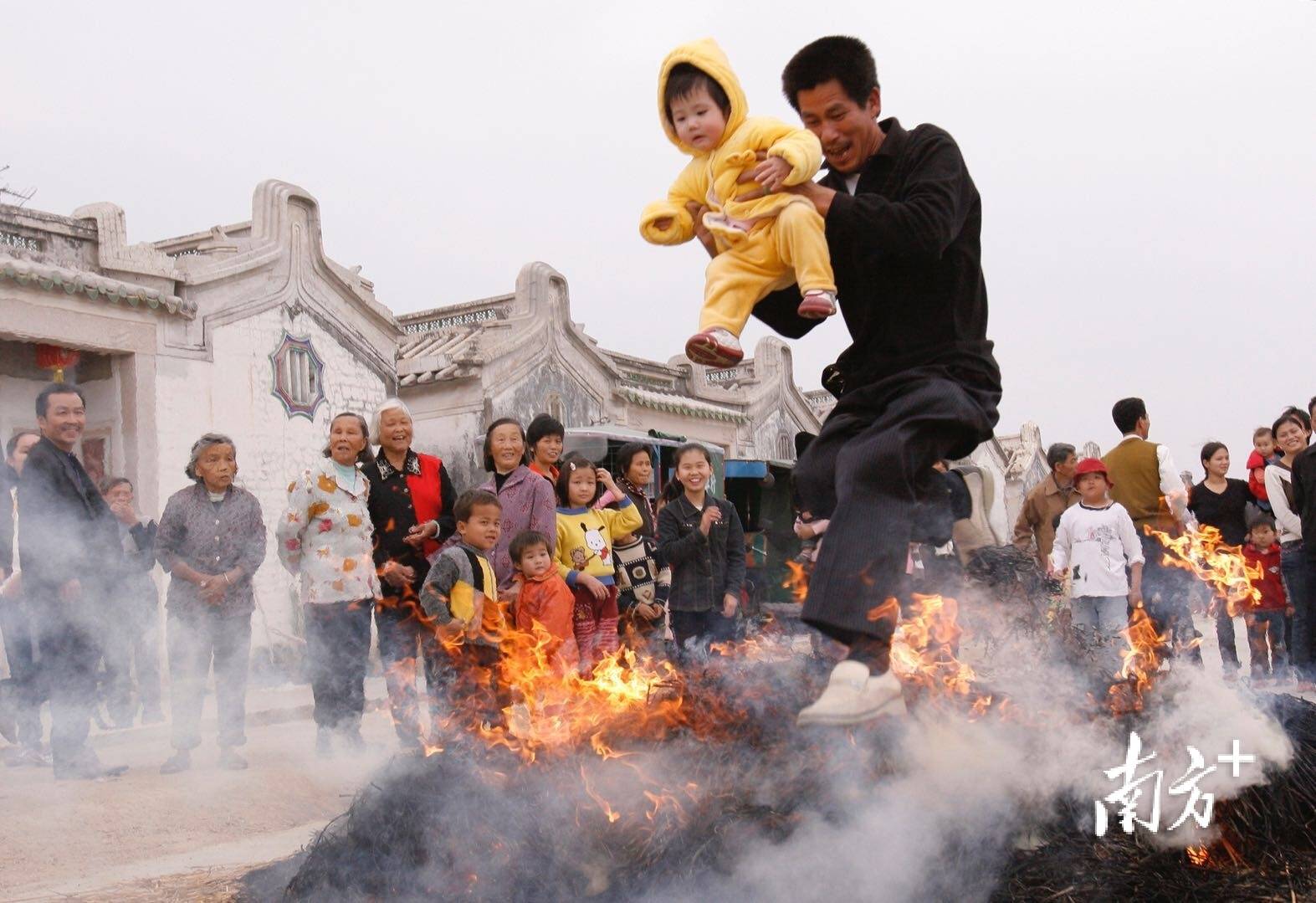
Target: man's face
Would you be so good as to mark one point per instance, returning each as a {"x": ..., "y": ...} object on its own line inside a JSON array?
[
  {"x": 847, "y": 131},
  {"x": 120, "y": 494},
  {"x": 64, "y": 420},
  {"x": 1065, "y": 469}
]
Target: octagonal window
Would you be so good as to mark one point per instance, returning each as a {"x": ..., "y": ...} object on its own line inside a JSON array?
[{"x": 298, "y": 377}]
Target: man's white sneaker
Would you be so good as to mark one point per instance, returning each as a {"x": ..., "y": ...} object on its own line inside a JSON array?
[{"x": 853, "y": 696}]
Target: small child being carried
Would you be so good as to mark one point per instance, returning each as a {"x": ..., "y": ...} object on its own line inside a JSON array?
[
  {"x": 585, "y": 553},
  {"x": 461, "y": 595},
  {"x": 1267, "y": 618},
  {"x": 545, "y": 598},
  {"x": 766, "y": 239}
]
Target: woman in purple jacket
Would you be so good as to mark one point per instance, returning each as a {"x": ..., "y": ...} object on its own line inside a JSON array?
[{"x": 528, "y": 500}]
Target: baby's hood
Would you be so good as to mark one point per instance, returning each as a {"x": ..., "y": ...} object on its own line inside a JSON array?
[{"x": 709, "y": 57}]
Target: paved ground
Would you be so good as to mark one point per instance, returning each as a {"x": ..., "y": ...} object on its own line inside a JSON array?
[{"x": 105, "y": 840}]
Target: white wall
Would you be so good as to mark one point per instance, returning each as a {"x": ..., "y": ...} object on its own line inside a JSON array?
[{"x": 233, "y": 395}]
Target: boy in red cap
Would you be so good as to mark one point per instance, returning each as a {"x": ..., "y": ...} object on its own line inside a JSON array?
[
  {"x": 1093, "y": 541},
  {"x": 1267, "y": 619}
]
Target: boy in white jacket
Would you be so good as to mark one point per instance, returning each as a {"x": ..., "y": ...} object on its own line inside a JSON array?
[{"x": 1095, "y": 540}]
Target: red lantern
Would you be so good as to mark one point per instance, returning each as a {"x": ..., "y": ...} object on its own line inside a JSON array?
[{"x": 53, "y": 357}]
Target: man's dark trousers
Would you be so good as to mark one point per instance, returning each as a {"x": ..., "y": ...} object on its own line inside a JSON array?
[
  {"x": 866, "y": 471},
  {"x": 70, "y": 653}
]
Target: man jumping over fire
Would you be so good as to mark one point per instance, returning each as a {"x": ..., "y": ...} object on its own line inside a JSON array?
[{"x": 919, "y": 383}]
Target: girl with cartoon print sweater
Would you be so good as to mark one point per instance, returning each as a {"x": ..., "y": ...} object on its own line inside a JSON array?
[{"x": 585, "y": 553}]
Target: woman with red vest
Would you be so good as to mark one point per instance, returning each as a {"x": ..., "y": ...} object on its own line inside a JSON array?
[{"x": 411, "y": 505}]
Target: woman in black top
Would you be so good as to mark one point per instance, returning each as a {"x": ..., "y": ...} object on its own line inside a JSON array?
[
  {"x": 1221, "y": 503},
  {"x": 702, "y": 540}
]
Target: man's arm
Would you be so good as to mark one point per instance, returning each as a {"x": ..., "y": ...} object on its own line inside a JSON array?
[
  {"x": 937, "y": 200},
  {"x": 1173, "y": 489},
  {"x": 48, "y": 545},
  {"x": 1024, "y": 526}
]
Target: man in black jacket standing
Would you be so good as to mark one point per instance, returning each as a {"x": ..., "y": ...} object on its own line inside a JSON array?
[
  {"x": 919, "y": 383},
  {"x": 70, "y": 552}
]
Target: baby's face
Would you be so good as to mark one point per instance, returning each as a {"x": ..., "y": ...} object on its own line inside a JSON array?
[{"x": 698, "y": 119}]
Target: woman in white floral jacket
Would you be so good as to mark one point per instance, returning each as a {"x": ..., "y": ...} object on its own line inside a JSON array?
[{"x": 326, "y": 537}]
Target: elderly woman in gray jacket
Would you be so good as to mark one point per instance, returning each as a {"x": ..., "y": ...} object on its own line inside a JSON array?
[{"x": 211, "y": 540}]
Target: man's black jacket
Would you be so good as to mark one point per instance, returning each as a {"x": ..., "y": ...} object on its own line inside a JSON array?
[{"x": 66, "y": 531}]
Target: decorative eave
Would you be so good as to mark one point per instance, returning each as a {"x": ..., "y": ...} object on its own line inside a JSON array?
[
  {"x": 681, "y": 404},
  {"x": 95, "y": 287}
]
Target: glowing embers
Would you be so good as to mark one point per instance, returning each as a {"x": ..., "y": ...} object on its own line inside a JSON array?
[
  {"x": 925, "y": 647},
  {"x": 1220, "y": 567},
  {"x": 1141, "y": 659}
]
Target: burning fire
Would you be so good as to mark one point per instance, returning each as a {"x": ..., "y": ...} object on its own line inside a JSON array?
[
  {"x": 1219, "y": 565},
  {"x": 925, "y": 647},
  {"x": 796, "y": 581}
]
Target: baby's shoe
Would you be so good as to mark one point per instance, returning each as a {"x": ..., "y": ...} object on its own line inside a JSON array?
[
  {"x": 817, "y": 305},
  {"x": 714, "y": 348}
]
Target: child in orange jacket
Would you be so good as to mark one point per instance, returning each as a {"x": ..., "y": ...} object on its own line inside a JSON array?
[{"x": 545, "y": 598}]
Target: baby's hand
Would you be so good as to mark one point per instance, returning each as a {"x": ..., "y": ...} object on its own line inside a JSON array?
[{"x": 771, "y": 174}]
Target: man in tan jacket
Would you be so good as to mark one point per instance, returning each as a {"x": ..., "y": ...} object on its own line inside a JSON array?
[{"x": 1047, "y": 502}]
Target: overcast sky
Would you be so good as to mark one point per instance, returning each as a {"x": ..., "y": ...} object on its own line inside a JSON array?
[{"x": 1146, "y": 172}]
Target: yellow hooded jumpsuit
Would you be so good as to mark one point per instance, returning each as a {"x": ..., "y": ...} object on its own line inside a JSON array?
[{"x": 762, "y": 245}]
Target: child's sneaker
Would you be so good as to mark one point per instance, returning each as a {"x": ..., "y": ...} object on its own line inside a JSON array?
[
  {"x": 854, "y": 695},
  {"x": 714, "y": 348},
  {"x": 817, "y": 305}
]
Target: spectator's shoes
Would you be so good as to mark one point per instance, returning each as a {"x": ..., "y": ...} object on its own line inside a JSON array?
[
  {"x": 854, "y": 695},
  {"x": 231, "y": 760},
  {"x": 179, "y": 761},
  {"x": 714, "y": 348},
  {"x": 817, "y": 305}
]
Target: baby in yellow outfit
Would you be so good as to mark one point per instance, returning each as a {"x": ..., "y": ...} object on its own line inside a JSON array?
[{"x": 766, "y": 240}]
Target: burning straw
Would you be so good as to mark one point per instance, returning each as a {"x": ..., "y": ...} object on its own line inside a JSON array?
[{"x": 641, "y": 782}]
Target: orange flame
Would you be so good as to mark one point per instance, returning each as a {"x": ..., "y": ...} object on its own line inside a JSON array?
[
  {"x": 925, "y": 647},
  {"x": 796, "y": 581},
  {"x": 1219, "y": 565}
]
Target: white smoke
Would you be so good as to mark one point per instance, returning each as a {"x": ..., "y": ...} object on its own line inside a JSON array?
[{"x": 966, "y": 792}]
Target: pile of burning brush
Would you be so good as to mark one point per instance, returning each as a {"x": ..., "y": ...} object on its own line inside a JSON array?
[{"x": 643, "y": 782}]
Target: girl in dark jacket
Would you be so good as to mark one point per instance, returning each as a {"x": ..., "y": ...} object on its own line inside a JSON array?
[{"x": 700, "y": 539}]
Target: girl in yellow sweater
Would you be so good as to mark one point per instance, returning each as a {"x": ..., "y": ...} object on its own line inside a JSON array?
[
  {"x": 766, "y": 237},
  {"x": 585, "y": 553}
]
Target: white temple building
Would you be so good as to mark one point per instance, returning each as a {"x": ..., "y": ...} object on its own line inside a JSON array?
[{"x": 252, "y": 331}]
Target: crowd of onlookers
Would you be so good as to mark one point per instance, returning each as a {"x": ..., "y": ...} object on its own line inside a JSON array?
[
  {"x": 1097, "y": 523},
  {"x": 553, "y": 549},
  {"x": 550, "y": 545}
]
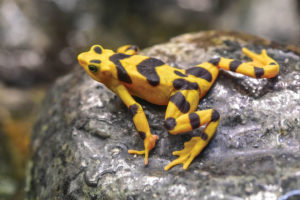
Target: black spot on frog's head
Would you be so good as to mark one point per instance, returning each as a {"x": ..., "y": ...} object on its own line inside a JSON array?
[
  {"x": 97, "y": 49},
  {"x": 93, "y": 68}
]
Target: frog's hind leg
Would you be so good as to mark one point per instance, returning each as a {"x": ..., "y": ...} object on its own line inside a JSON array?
[
  {"x": 181, "y": 118},
  {"x": 261, "y": 66}
]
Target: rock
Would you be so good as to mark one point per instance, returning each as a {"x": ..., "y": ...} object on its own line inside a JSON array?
[{"x": 81, "y": 138}]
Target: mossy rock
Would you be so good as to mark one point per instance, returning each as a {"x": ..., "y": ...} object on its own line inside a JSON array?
[{"x": 83, "y": 132}]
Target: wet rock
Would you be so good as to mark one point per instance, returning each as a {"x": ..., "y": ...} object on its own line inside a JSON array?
[{"x": 81, "y": 138}]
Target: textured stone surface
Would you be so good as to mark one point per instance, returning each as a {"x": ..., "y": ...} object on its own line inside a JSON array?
[{"x": 82, "y": 135}]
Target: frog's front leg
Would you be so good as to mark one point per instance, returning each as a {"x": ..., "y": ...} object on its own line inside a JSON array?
[
  {"x": 180, "y": 117},
  {"x": 139, "y": 120}
]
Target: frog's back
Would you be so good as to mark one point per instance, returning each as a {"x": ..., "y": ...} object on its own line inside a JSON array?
[{"x": 151, "y": 79}]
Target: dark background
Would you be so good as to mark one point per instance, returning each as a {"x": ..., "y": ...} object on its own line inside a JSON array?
[{"x": 40, "y": 40}]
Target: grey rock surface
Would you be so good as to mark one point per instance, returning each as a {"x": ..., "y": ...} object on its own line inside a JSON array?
[{"x": 82, "y": 135}]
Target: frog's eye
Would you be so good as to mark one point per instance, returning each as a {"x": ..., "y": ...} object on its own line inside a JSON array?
[
  {"x": 93, "y": 68},
  {"x": 98, "y": 49}
]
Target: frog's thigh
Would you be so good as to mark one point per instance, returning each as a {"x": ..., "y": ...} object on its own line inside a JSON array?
[{"x": 182, "y": 102}]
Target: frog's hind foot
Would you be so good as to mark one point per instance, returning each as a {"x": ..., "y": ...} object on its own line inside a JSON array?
[
  {"x": 191, "y": 149},
  {"x": 149, "y": 143}
]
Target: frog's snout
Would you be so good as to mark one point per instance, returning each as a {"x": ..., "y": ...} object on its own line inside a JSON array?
[{"x": 81, "y": 60}]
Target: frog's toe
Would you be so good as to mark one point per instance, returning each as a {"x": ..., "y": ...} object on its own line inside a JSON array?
[{"x": 191, "y": 149}]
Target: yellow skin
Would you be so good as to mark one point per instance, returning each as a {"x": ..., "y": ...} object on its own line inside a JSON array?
[{"x": 128, "y": 74}]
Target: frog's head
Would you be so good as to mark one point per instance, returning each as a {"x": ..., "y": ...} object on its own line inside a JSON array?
[{"x": 96, "y": 62}]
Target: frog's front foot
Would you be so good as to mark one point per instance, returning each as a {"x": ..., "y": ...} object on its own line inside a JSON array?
[
  {"x": 149, "y": 143},
  {"x": 191, "y": 149}
]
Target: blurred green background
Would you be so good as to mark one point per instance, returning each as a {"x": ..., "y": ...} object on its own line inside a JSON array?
[{"x": 40, "y": 40}]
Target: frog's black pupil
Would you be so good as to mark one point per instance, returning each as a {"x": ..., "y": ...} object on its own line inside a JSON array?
[{"x": 93, "y": 68}]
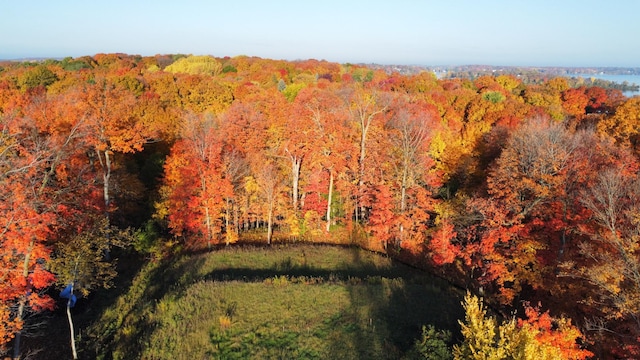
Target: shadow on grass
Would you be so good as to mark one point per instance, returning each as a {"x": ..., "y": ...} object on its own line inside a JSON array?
[
  {"x": 396, "y": 310},
  {"x": 123, "y": 329}
]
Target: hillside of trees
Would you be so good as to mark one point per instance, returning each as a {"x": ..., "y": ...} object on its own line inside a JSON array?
[{"x": 517, "y": 192}]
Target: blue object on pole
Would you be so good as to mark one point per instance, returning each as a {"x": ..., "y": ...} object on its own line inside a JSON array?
[{"x": 67, "y": 293}]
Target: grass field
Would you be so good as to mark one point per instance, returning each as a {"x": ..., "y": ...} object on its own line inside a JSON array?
[{"x": 280, "y": 302}]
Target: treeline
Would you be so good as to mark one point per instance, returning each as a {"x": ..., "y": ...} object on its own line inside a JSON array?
[{"x": 519, "y": 191}]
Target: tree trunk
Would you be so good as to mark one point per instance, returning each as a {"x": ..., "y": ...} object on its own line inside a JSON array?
[
  {"x": 106, "y": 178},
  {"x": 270, "y": 224},
  {"x": 23, "y": 301},
  {"x": 73, "y": 338},
  {"x": 329, "y": 200},
  {"x": 403, "y": 197},
  {"x": 296, "y": 164}
]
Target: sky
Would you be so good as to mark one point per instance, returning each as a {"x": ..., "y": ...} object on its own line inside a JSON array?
[{"x": 403, "y": 32}]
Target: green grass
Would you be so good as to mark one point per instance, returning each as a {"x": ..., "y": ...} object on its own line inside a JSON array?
[{"x": 281, "y": 302}]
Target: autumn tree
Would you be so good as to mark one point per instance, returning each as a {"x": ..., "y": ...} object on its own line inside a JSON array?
[
  {"x": 411, "y": 128},
  {"x": 365, "y": 107},
  {"x": 537, "y": 336},
  {"x": 611, "y": 254},
  {"x": 43, "y": 185},
  {"x": 525, "y": 182},
  {"x": 80, "y": 267},
  {"x": 196, "y": 186},
  {"x": 110, "y": 127}
]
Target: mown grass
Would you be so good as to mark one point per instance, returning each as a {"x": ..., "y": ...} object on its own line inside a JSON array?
[{"x": 281, "y": 302}]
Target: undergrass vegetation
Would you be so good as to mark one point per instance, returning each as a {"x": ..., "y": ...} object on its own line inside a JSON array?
[{"x": 280, "y": 302}]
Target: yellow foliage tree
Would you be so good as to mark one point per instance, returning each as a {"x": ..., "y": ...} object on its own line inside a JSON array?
[
  {"x": 196, "y": 65},
  {"x": 539, "y": 337}
]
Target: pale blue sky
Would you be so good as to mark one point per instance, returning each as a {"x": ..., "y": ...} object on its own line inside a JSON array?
[{"x": 429, "y": 32}]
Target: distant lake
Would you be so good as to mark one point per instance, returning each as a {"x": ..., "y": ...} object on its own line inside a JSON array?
[{"x": 630, "y": 79}]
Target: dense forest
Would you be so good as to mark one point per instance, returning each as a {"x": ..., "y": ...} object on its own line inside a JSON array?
[{"x": 521, "y": 193}]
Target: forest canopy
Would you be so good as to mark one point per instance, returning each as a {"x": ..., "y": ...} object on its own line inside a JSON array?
[{"x": 521, "y": 192}]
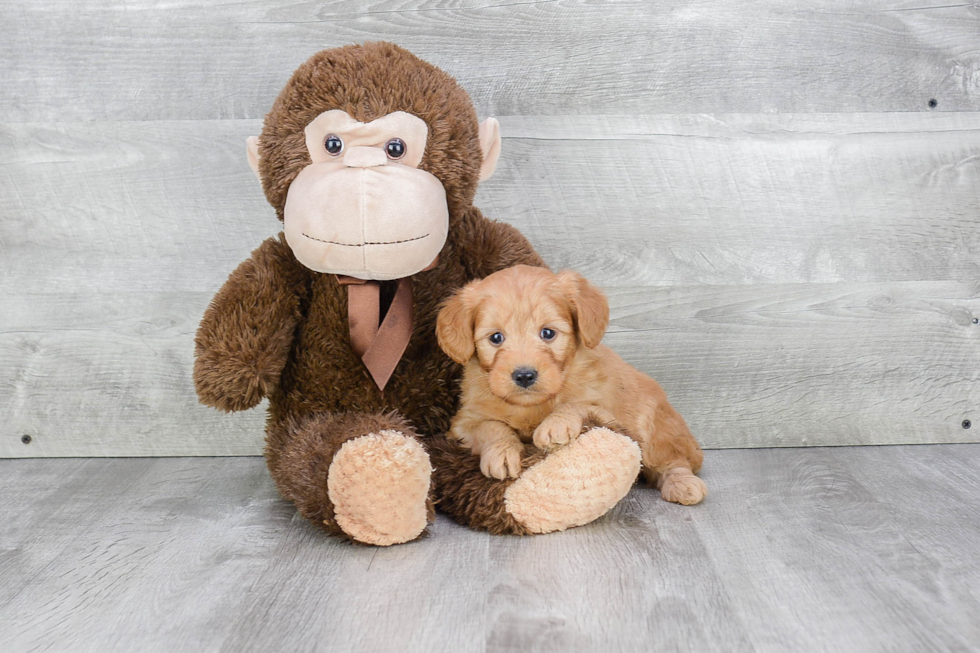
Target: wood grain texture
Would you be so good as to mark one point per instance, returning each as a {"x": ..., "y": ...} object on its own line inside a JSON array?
[
  {"x": 664, "y": 200},
  {"x": 144, "y": 60},
  {"x": 847, "y": 549},
  {"x": 748, "y": 366},
  {"x": 791, "y": 280}
]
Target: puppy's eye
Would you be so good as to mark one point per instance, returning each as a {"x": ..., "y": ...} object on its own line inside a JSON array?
[
  {"x": 333, "y": 144},
  {"x": 395, "y": 148}
]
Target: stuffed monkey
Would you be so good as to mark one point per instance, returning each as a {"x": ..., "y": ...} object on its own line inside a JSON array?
[{"x": 371, "y": 159}]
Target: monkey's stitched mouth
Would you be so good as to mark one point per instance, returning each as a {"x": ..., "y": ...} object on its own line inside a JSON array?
□ □ □ □ □ □ □
▸ Problem details:
Can you quote exactly the lines from the one containing "Target: wood grain texture" through the last line of the records above, and nothing else?

▸ In response:
Target: wood grain texture
Would you be so good as to mark one point per instance, returning each as a {"x": ..., "y": ...} object on its own line inside a JSON array?
[
  {"x": 664, "y": 200},
  {"x": 144, "y": 60},
  {"x": 847, "y": 549},
  {"x": 748, "y": 366},
  {"x": 791, "y": 280}
]
Target: puppy's eye
Would you be so good as to mark one point per instance, returning each as a {"x": ..., "y": ...} object on its own line inside a JSON array?
[
  {"x": 333, "y": 144},
  {"x": 395, "y": 148}
]
Target: stuffed monkey
Would you be so good as to mark one point per instance, returning each as a {"x": ..., "y": ...} object on its own line inside a JSON array?
[{"x": 371, "y": 159}]
Target: monkey's stitched mouth
Would you be so good as to mark one point per instance, returning each as a {"x": ..., "y": ...} object on its own line inside a JSON array?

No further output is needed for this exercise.